■ **GIVEN PROBLEM**
Your task is to transcribe the entries below exactly, beginning with the line containing "black riding boot in the photo above." and ending with the final line, and to add nothing else.

■ **INPUT MATERIAL**
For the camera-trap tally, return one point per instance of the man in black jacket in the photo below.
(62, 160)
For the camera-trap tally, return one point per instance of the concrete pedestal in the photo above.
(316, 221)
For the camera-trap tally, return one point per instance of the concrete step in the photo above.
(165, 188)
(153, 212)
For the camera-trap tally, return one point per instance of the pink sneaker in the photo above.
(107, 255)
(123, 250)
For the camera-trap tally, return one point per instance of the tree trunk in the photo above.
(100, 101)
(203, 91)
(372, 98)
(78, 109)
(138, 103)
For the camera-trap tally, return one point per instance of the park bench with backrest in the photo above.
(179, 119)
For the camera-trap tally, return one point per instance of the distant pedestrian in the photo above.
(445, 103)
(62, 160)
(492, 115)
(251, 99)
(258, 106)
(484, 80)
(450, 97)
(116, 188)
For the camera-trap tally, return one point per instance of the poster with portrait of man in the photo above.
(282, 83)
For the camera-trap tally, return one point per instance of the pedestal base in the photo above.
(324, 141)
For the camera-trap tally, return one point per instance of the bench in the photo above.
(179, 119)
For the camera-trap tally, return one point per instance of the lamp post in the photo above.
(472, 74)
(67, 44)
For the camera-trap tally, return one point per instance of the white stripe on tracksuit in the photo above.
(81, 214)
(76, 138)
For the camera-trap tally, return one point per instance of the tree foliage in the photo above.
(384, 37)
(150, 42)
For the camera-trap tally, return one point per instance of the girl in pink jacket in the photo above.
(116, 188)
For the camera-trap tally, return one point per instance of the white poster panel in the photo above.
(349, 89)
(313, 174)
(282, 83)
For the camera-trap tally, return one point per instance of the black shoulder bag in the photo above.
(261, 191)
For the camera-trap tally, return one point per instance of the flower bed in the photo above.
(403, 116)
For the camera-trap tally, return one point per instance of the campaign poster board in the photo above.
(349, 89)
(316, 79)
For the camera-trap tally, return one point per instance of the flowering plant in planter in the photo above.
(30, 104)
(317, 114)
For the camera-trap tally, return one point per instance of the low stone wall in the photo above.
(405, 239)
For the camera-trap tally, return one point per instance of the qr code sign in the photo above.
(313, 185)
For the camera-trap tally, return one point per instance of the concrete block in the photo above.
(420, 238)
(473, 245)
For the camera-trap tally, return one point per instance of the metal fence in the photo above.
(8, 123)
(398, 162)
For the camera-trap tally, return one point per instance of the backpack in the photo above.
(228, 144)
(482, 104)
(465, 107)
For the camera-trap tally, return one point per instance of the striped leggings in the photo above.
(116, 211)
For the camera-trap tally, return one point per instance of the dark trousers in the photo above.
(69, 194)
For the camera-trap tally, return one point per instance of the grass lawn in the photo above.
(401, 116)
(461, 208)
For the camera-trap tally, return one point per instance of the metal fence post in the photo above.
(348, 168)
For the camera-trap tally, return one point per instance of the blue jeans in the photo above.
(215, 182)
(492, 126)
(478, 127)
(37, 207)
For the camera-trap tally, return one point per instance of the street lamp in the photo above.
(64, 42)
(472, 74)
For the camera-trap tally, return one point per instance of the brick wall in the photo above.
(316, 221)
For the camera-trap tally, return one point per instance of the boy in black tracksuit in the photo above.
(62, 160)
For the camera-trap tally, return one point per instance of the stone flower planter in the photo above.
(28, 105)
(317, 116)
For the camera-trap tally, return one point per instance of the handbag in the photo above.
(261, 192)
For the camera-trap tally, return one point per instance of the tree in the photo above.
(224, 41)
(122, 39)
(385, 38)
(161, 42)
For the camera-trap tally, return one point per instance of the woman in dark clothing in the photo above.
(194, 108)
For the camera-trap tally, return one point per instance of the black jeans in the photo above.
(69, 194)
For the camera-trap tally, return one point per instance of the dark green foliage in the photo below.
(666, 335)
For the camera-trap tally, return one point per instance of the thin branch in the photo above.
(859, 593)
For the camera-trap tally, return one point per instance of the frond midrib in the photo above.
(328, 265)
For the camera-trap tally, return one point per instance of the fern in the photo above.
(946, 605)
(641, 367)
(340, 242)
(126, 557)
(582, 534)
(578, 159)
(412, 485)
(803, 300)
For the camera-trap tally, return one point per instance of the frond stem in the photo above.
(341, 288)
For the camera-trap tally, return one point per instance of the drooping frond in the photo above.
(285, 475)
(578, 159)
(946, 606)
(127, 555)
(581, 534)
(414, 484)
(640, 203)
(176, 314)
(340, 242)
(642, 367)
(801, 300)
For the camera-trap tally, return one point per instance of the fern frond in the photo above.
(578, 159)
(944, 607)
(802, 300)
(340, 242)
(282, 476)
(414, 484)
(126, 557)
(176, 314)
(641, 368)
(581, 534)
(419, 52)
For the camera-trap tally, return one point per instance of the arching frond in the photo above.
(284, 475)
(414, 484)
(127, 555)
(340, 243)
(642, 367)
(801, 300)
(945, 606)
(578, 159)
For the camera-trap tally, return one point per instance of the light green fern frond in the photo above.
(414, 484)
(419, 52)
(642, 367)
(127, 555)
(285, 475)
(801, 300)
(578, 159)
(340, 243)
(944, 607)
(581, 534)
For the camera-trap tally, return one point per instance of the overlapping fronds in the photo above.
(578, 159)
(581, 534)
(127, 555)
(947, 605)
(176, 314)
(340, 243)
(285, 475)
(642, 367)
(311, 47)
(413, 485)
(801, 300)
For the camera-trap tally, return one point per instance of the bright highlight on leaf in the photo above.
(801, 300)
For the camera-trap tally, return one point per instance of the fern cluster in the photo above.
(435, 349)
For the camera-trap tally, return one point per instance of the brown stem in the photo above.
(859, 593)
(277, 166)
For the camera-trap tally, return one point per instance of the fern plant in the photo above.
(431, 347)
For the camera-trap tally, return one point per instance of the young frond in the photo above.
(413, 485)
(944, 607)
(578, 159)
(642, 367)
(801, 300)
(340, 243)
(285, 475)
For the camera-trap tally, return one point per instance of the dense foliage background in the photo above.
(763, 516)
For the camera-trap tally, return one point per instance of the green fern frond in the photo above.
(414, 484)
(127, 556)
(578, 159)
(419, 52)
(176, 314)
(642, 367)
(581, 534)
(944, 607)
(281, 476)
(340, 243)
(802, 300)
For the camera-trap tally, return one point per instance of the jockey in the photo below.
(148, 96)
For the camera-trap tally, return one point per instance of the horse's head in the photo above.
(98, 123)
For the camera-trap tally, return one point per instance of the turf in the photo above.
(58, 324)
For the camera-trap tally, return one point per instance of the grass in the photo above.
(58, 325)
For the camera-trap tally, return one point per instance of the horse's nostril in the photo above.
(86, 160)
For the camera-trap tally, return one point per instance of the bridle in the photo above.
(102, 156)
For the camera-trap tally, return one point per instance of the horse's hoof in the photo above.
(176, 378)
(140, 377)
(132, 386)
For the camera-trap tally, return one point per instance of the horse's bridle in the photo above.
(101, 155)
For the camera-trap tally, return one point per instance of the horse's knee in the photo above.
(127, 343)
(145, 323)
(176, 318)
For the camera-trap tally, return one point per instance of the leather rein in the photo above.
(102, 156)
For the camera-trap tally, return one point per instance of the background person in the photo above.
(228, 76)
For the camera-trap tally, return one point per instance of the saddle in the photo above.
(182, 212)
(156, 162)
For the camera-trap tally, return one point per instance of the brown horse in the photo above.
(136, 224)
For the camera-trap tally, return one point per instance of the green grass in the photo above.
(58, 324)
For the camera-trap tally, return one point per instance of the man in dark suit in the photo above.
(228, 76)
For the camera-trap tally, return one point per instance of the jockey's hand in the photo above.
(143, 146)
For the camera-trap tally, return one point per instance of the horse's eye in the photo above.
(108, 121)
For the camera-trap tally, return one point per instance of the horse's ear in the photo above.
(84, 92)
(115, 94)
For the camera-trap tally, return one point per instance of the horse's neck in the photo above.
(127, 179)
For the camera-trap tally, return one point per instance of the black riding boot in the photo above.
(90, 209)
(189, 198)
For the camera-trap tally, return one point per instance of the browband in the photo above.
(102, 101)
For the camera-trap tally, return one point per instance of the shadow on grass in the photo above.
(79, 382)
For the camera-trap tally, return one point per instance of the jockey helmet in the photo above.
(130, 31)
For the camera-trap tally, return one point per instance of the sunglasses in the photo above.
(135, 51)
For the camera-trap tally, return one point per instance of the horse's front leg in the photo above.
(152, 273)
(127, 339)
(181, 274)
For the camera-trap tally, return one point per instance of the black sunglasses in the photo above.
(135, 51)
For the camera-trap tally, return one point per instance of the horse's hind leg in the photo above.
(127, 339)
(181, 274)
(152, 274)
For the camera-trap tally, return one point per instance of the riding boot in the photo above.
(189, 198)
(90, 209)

■ **COMPLETE ANSWER**
For the camera-trap tally, return one point per instance of the black riding boot in the photo above.
(90, 209)
(189, 198)
For the camera-trap tally, return one point per instance of the browband in the photo above.
(102, 101)
For the camera-trap tally, return one point per instance of the shadow on grass in the photo above.
(79, 382)
For the camera-trap tally, return one point per instance of the jockey helmet in the photo above.
(130, 31)
For the camera-trap tally, return one point per instance of the sunglasses in the photo above.
(135, 51)
For the camera-trap tally, return one point per instance of the horse's front leg in the photo above.
(152, 273)
(127, 339)
(181, 274)
For the camera-trap tally, return one point per instance of the black sunglasses in the photo above.
(135, 51)
For the camera-trap tally, return one point per instance of the horse's hind leg in the photo above.
(127, 339)
(181, 274)
(152, 274)
For the camera-trap tally, return one point per instance of the riding boot in the photo above.
(189, 198)
(90, 209)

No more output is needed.